▶ _Passage provided_:
I was sorry to learn of the sudden death of 2000 Democratic vice presidential nominee Joe Lieberman. But his long and stormy career did offer some important lessons about party loyalty, which I wrote about at New York:
Joe Lieberman was active in politics right up to the end. The former senator was the founding co-chair of the nonpartisan group No Labels, which is laying the groundwork for a presidential campaign on behalf of a yet-to-be-identified bipartisan “unity ticket.” Lieberman did not live to see whether No Labels will run a candidate. He died on Wednesday at 82 due to complications from a fall. But this last political venture was entirely in keeping with his long career as a self-styled politician of the pragmatic center, which often took him across party boundaries.
Lieberman’s first years in Connecticut Democratic politics as a state legislator and then state attorney general were reasonably conventional. He was known for a particular interest in civil rights and environmental protection, and his identity as an observant Orthodox Jew also drew attention. But in 1988, the Democrat used unconventional tactics in his challenge to Republican U.S. senator Lowell Weicker. Lieberman positioned himself to the incumbent’s right on selected issues, like Ronald Reagan’s military operations against Libya and Grenada. He also capitalized on longtime conservative resentment of his moderate opponent, winning prized endorsements from William F. and James Buckley, icons of the right. Lieberman won the race narrowly in an upset.
Almost immediately, Senator Lieberman became closely associated with the Democratic Leadership Council. The group of mostly moderate elected officials focused on restoring the national political viability of a party that had lost five of the six previous presidential elections; it soon produced a president in Bill Clinton. Lieberman became probably the most systematically pro-Clinton (or in the parlance of the time, “New Democrat”) member of Congress. This gave his 1998 Senate speech condemning the then-president’s behavior in the Monica Lewinsky scandal as “immoral” and “harmful” a special bite. He probably did Clinton a favor by setting the table for a reprimand that fell short of impeachment and removal, but without question, the narrative was born of Lieberman being disloyal to his party.
Perhaps it was his public scolding of Clinton that convinced Al Gore, who was struggling to separate himself from his boss’s misconduct, to lift Lieberman to the summit of his career. Gore tapped the senator to be his running mate in the 2000 election, making him the first Jewish vice-presidential candidate of a major party. He was by all accounts a disciplined and loyal running mate, at least until that moment during the Florida recount saga when he publicly disclaimed interest in challenging late-arriving overseas military ballots against the advice of the Gore campaign. You could argue plausibly that the ticket would have never been in a position to potentially win the state without Lieberman’s appeal in South Florida to Jewish voters thrilled by his nomination to become vice-president. But many Democrats bitter about the loss blamed Lieberman.

▶ _Required work_:
a – Reproduce the part of the passage about Joe Lieberman from "Lieberman’s first years" to "in an upset.", word for word.
b – Extend the passage about Joe Lieberman, beginning right after its final sentence.

▶ _Information supplied_:
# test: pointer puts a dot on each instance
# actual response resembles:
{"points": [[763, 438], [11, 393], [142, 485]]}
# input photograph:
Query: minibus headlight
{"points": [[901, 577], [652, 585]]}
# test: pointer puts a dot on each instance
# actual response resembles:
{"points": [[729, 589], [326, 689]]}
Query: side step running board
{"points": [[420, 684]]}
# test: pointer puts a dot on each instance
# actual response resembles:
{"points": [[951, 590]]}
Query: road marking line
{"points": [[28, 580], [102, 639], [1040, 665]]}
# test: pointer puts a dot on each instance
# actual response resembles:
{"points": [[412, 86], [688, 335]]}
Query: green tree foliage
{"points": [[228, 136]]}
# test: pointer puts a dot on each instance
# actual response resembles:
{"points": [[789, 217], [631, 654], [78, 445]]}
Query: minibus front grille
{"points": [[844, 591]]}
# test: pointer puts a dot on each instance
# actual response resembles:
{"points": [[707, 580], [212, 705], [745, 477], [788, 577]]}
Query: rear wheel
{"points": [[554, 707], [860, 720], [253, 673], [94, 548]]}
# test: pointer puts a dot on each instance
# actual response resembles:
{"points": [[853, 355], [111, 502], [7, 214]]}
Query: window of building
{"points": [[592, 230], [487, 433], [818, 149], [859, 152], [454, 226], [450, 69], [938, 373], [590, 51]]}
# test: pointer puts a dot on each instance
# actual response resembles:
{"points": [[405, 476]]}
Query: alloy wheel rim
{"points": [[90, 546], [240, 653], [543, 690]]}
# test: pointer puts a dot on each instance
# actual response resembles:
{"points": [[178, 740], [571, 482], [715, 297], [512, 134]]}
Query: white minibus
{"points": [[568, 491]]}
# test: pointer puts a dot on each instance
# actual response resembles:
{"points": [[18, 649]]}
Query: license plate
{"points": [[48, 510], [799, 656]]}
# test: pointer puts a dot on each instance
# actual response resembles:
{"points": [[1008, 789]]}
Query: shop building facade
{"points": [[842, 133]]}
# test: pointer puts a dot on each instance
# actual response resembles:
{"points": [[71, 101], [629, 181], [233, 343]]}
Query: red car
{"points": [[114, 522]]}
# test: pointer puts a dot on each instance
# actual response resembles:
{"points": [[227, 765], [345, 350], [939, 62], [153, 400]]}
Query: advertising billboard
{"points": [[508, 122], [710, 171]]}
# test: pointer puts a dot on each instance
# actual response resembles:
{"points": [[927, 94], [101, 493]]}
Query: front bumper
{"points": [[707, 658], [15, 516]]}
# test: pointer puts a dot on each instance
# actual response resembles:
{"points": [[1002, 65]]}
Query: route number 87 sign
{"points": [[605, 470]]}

▶ _Per-task answers_:
a –
Lieberman’s first years in Connecticut Democratic politics as a state legislator and then state attorney general were reasonably conventional. He was known for a particular interest in civil rights and environmental protection, and his identity as an observant Orthodox Jew also drew attention. But in 1988, the Democrat used unconventional tactics in his challenge to Republican U.S. senator Lowell Weicker. Lieberman positioned himself to the incumbent’s right on selected issues, like Ronald Reagan’s military operations against Libya and Grenada. He also capitalized on longtime conservative resentment of his moderate opponent, winning prized endorsements from William F. and James Buckley, icons of the right. Lieberman won the race narrowly in an upset.

b –
As one of the leaders of the “Clintonian” wing of his party, Lieberman was an early front-runner for the 2004 presidential nomination. A longtime supporter of efforts to topple Saddam Hussein, Lieberman had voted to authorize the 2003 invasion of Iraq, like his campaign rivals John Kerry and John Edwards and other notable senators including Hillary Clinton. Unlike most other Democrats, though, Lieberman did not back off this position when the Iraq War became a deadly quagmire. Ill-aligned with his party to an extent he did not seem to perceive, his presidential campaign quickly flamed out, but not before he gained enduring mockery for claiming “Joe-mentum” from a fifth-place finish in New Hampshire.
Returning to the Senate, Lieberman continued his increasingly lonely support for the Iraq War (alongside other heresies to liberalism, such as his support for private-school education vouchers in the District of Columbia). In 2006, Lieberman drew a wealthy primary challenger, Ned Lamont, who soon had a large antiwar following in Connecticut and nationally. As the campaign grew heated, President George W. Bush gave his Democratic war ally a deadly gift by embracing him and kissing his cheek after the State of the Union Address. This moment, memorialized as “The Kiss,” became central to the Lamont campaign’s claim that Lieberman had left his party behind, and the challenger narrowly won the primary. However, Lieberman ran against him in the general election as an independent, with significant back-channel encouragement from the Bush White House (which helped prevent any strong Republican candidacy). Lieberman won a fourth and final term in the Senate with mostly GOP and independent votes. He was publicly endorsed by Newt Gingrich and Rudy Giuliani, among others from what had been the enemy camp.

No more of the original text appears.